> [Requirement]: Count the lines in the entries that contain the string "poncho" and reply with only that number.
* Start Information shown *
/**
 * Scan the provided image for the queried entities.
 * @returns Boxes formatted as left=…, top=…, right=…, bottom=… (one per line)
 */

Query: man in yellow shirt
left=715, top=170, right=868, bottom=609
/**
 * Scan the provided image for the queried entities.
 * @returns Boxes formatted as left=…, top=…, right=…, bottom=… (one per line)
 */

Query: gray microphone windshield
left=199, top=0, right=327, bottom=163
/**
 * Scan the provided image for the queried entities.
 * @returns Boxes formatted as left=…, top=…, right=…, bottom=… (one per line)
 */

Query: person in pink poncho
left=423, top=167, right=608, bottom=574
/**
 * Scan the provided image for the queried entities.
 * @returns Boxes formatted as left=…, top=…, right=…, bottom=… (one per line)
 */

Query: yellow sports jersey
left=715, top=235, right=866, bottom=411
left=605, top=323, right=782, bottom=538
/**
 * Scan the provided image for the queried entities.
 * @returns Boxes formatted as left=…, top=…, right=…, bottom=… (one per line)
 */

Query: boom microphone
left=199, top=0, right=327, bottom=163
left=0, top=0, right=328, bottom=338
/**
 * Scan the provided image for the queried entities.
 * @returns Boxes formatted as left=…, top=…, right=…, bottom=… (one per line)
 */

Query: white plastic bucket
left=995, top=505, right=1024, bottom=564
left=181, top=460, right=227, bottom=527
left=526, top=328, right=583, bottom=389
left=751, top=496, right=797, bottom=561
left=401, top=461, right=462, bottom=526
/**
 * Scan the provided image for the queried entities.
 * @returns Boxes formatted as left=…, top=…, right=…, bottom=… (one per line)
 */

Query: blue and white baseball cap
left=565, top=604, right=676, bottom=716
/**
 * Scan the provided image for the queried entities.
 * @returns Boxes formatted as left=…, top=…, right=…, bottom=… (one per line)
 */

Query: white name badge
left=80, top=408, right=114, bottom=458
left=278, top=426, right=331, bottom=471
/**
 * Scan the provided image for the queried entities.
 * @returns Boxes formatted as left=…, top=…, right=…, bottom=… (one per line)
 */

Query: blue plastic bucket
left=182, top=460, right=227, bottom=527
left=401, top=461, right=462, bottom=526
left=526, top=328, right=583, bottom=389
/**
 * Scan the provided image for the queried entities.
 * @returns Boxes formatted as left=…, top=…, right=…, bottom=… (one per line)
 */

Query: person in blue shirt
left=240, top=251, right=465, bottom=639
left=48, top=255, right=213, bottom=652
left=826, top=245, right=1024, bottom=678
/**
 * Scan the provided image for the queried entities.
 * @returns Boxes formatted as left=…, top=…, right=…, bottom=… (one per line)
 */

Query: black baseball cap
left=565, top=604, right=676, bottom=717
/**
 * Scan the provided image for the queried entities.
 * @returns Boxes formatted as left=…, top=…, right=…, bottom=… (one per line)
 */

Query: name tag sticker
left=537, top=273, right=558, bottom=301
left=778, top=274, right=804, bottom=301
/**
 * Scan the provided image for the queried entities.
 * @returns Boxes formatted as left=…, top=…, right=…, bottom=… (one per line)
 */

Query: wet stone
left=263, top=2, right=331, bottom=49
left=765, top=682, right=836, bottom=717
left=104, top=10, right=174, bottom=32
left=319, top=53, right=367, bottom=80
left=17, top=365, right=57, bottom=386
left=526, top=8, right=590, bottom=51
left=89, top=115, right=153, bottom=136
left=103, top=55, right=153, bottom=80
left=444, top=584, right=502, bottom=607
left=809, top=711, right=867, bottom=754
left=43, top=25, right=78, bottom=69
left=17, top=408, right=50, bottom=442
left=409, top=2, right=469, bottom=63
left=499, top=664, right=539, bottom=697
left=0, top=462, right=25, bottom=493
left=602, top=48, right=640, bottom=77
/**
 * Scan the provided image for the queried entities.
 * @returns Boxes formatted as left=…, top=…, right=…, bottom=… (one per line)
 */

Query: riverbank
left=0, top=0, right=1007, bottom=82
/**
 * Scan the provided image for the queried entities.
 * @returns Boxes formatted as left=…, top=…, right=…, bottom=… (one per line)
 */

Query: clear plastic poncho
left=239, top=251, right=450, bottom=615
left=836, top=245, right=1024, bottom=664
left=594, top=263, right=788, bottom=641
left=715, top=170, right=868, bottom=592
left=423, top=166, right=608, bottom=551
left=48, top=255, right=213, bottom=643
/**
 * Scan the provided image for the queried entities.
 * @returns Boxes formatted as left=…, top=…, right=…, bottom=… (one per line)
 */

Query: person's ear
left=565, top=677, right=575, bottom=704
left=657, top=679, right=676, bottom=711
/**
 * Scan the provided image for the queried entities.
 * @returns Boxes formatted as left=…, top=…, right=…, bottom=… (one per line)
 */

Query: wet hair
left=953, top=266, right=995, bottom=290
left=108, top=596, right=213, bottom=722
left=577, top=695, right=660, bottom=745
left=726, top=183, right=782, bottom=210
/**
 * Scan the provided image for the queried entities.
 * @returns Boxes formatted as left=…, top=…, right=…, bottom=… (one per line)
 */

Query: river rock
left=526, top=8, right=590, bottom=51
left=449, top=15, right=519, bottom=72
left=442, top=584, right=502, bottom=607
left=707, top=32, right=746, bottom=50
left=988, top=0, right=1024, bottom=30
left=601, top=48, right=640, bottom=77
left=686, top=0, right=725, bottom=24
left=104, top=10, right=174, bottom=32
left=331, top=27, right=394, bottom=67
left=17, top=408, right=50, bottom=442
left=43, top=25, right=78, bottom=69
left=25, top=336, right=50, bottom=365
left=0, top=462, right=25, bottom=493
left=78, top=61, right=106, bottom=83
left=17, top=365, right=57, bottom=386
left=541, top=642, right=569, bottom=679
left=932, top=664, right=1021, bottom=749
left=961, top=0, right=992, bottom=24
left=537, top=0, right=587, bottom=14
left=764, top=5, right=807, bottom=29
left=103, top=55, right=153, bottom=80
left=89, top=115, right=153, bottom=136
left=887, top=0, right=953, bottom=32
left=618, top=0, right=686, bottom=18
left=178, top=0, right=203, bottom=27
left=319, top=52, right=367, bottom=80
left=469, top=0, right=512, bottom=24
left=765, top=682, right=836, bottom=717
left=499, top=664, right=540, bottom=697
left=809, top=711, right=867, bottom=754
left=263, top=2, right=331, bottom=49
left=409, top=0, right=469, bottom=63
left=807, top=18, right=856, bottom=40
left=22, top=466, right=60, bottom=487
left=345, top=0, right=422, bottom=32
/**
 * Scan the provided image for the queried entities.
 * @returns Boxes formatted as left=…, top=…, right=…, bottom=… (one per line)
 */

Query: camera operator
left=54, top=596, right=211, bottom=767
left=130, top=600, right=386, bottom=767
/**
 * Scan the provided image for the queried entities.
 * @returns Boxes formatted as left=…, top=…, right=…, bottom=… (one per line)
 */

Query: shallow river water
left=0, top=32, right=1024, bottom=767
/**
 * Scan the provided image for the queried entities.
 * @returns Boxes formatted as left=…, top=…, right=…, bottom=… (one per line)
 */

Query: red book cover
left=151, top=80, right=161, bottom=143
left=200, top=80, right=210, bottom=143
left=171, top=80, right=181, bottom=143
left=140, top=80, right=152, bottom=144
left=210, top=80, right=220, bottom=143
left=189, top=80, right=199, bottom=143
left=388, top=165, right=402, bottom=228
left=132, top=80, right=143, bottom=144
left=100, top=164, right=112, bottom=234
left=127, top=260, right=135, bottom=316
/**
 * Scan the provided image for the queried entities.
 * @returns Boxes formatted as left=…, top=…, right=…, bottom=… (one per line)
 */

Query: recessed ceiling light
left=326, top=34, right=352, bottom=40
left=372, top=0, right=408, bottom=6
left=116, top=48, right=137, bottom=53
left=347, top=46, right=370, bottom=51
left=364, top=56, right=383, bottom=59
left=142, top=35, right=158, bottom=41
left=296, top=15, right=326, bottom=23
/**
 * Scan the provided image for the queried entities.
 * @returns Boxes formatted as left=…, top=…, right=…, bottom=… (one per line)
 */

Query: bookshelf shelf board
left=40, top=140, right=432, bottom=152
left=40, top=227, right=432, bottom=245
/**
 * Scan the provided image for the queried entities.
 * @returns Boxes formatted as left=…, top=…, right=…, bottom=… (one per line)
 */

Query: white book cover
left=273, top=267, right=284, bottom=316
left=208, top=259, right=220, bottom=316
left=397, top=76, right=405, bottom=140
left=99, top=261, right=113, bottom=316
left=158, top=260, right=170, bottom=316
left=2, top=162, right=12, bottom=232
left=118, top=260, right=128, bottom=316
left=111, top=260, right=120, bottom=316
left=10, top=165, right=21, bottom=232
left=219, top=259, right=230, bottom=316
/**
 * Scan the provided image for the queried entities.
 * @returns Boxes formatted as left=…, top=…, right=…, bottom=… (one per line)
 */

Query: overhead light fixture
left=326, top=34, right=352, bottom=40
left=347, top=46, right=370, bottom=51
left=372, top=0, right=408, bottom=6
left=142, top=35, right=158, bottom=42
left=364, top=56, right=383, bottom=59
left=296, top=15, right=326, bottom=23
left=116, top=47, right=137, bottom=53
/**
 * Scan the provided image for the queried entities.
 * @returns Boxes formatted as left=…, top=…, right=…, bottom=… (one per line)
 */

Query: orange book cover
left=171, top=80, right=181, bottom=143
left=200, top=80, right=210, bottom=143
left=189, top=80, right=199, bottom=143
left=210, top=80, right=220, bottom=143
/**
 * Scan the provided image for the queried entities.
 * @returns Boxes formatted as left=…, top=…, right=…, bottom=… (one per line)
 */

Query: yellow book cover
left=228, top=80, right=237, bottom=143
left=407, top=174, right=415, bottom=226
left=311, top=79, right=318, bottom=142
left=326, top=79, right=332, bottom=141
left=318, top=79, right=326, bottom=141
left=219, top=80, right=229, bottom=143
* End Information shown *
> [Result of the exercise]: 2